Copy out the entries word for word, starting at the line containing "I'd appreciate your help finding the blurred" and ending at the line containing "[90,46,139,87]", including both of those lines.
++++++
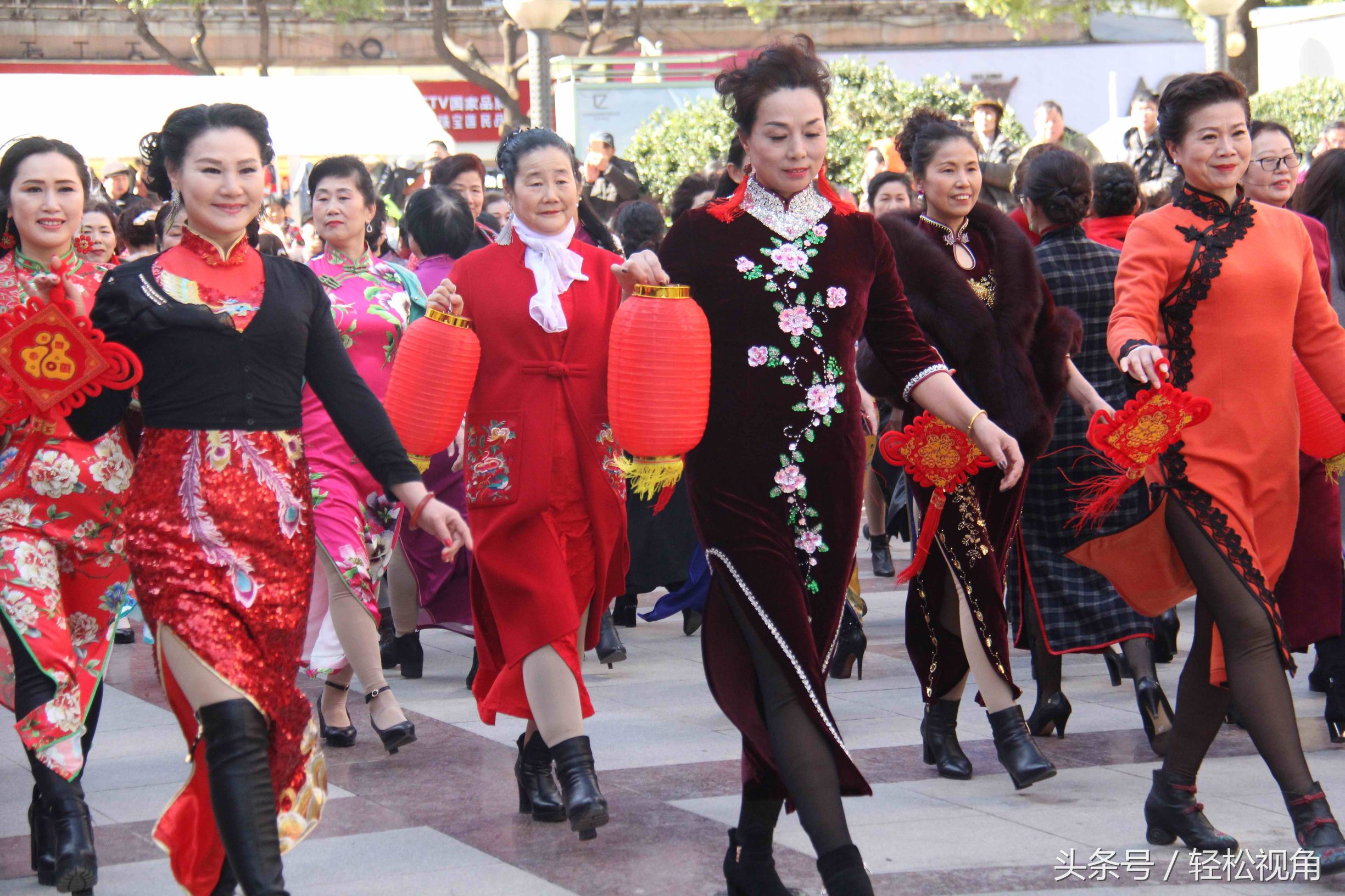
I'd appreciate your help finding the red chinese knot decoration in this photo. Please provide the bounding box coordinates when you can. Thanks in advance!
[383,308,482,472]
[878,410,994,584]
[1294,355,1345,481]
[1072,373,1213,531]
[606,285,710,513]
++++++
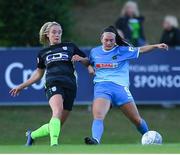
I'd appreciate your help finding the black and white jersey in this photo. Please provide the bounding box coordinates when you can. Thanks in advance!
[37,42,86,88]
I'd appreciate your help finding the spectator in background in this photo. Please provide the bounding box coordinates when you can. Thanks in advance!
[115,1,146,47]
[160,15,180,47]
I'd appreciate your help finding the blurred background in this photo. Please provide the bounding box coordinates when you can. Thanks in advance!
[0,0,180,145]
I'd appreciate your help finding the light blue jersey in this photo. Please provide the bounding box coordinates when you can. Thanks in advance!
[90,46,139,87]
++++++
Written response —
I'd appreciate your help finding the blurred background in this photo. Please provide the bounding box coordinates when you can. Thanks in advance!
[0,0,180,145]
I'd appreciate your help finding the light blue jersey in this photo. Please provide the bounding box coordinates when you can. Thanks in advance!
[90,46,139,87]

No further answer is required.